EXERCISE TASK: Copy out every line in the listing below that contains the string "sauce". Match case exactly.

RECORD SET:
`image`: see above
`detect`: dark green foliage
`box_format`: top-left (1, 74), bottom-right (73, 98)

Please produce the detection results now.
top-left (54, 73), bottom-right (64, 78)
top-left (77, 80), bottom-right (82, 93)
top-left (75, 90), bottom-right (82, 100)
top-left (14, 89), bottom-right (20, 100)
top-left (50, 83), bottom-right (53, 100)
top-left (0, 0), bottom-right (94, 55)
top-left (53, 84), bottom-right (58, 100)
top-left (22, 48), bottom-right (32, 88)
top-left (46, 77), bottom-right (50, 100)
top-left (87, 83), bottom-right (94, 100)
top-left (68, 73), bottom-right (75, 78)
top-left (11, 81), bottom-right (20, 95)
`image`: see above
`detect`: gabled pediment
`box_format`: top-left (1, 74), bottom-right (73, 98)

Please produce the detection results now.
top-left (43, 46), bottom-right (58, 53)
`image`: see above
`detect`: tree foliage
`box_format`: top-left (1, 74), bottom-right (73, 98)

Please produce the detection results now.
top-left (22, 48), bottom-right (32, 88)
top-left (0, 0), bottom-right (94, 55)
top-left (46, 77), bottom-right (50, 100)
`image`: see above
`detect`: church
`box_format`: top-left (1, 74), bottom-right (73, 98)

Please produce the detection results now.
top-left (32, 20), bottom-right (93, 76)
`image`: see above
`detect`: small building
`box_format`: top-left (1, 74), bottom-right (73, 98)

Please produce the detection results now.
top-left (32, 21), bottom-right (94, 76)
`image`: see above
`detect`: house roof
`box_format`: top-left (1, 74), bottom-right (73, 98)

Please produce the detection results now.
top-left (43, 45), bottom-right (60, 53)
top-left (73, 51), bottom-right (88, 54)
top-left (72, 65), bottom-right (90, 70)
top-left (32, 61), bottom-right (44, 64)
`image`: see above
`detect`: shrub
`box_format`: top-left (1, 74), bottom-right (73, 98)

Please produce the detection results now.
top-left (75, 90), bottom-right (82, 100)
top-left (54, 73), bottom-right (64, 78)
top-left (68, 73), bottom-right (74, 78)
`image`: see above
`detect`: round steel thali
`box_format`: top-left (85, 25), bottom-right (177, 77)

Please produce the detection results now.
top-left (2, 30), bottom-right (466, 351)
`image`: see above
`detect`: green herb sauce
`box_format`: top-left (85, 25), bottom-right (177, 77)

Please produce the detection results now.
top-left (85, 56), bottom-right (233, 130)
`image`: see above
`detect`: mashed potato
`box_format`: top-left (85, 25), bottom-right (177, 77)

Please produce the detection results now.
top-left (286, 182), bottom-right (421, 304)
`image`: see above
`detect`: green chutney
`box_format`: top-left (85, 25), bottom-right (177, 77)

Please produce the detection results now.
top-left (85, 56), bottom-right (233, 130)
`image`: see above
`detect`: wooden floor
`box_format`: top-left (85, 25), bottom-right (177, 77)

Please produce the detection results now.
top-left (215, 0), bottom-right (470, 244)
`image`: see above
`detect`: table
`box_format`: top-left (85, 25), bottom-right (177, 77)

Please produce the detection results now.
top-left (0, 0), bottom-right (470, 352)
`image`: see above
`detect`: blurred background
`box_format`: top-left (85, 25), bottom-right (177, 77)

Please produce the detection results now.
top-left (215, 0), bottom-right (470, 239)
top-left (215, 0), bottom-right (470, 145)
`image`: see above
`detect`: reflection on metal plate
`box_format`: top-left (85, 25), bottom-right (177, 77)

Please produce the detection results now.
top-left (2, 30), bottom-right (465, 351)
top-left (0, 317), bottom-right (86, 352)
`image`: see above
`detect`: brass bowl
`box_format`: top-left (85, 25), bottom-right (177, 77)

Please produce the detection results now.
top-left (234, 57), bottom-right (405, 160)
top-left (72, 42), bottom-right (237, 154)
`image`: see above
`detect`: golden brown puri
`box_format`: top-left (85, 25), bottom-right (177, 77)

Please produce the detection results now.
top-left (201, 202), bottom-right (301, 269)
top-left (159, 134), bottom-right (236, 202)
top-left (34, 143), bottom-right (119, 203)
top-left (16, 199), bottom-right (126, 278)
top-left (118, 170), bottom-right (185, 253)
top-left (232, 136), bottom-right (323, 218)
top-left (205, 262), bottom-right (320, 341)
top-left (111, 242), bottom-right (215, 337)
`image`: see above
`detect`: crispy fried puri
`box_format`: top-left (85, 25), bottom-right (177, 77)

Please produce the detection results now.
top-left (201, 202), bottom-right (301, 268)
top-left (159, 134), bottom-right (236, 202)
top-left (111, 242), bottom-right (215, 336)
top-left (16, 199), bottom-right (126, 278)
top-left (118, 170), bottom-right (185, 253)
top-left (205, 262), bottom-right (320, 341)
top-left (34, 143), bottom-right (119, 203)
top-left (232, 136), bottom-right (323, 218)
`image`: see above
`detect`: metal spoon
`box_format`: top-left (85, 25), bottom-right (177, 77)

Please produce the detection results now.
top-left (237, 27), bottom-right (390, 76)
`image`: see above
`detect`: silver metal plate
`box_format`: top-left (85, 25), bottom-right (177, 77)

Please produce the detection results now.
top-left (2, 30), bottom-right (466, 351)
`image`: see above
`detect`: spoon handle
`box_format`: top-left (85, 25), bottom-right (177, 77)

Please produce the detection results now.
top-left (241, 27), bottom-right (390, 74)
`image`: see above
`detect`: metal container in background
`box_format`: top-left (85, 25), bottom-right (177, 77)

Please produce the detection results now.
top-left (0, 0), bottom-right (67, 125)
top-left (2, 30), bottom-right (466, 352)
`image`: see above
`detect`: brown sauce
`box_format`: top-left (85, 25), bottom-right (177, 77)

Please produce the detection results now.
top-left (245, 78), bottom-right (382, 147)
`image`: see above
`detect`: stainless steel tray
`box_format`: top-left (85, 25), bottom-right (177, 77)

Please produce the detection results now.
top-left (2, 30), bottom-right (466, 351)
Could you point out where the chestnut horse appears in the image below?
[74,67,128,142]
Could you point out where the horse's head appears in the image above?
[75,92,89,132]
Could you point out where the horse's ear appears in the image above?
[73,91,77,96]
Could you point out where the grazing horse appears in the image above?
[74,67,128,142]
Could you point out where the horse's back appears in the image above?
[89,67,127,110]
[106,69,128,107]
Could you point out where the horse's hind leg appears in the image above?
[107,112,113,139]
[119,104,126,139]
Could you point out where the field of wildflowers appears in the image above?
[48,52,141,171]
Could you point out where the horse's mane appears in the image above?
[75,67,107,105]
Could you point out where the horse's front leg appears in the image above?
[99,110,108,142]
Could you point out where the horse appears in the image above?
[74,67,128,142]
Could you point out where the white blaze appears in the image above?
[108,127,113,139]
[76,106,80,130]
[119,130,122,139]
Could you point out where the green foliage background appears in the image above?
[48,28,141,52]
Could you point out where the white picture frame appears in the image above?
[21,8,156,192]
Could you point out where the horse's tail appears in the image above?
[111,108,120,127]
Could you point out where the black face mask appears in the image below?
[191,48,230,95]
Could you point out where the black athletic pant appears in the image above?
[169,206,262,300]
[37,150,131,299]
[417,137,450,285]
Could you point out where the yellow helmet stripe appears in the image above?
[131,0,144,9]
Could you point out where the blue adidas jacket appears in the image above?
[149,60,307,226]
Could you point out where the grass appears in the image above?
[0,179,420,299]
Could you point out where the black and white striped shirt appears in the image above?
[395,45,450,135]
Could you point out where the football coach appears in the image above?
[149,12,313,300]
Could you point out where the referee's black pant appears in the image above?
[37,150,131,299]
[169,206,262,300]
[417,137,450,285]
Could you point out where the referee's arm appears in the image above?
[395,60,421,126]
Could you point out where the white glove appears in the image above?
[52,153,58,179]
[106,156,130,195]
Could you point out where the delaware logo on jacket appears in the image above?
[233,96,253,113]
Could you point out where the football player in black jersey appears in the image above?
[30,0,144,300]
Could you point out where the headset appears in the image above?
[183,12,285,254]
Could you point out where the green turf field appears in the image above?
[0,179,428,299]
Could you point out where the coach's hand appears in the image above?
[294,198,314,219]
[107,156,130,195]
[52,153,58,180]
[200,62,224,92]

EXERCISE RESPONSE:
`detect`: green herb sauce
`detect`: brown sauce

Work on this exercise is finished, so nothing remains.